(Excerpts from location labeling data)
-- Start --
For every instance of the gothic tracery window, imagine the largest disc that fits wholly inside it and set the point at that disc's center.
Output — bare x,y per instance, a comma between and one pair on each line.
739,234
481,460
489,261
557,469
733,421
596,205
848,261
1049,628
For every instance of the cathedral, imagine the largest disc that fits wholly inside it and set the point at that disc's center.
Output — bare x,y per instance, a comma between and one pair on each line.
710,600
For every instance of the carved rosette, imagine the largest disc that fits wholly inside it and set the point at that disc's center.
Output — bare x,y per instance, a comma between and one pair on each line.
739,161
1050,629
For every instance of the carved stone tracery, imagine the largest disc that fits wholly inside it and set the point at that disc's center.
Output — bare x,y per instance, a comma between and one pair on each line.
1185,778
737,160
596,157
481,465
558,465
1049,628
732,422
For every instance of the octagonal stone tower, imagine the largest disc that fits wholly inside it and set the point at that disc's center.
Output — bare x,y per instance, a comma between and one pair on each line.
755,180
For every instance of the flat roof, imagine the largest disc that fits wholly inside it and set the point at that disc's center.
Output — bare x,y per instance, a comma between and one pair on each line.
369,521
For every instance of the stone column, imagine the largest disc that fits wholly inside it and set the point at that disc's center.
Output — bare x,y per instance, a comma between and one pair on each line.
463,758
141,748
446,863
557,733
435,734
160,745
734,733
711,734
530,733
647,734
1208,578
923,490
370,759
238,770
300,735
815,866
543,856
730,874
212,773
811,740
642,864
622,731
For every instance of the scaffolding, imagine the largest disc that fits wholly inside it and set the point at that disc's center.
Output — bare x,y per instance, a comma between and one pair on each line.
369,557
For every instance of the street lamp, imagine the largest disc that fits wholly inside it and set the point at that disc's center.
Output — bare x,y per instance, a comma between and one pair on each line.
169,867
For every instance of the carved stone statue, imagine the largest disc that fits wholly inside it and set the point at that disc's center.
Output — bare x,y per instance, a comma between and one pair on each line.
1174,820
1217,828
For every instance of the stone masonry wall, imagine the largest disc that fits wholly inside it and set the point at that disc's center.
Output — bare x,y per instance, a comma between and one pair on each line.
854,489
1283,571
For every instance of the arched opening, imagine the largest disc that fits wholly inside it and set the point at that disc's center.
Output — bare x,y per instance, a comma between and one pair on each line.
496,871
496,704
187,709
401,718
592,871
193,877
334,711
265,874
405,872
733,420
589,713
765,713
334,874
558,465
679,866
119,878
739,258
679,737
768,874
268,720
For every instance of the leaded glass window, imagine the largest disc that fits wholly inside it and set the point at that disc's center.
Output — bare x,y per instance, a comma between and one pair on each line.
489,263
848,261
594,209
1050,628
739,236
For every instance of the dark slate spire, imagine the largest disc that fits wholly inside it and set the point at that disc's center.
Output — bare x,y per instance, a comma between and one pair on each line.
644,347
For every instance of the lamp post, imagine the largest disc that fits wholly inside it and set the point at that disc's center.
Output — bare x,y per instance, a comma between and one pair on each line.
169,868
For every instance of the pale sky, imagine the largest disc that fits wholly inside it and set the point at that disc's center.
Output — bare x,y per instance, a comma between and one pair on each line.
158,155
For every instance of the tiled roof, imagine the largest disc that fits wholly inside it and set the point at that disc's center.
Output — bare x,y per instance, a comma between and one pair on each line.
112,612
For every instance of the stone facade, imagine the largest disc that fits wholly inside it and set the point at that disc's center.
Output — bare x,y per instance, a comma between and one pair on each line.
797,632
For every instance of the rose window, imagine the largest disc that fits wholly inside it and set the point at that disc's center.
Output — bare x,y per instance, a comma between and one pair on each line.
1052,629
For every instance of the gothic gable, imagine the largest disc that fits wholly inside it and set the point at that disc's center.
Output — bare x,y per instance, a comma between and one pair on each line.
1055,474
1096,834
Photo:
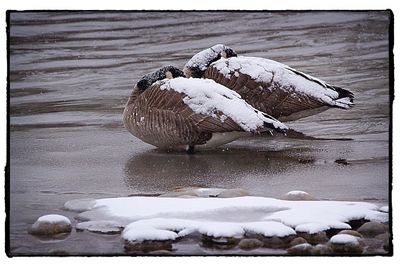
-- End --
▶ **Exercise aim**:
Find every line in the items above that contains the word "roof", treating uppercase and lowercase as different, and copy each of those lines.

▶ **Response for this exercise**:
For every instance of the flat roof, imagine the largest disc that fits wholly inside it and set the point at that disc's center.
For every instance of the tiled roof, imagine the largest disc that fits wholly inside it and set the point at that disc's center.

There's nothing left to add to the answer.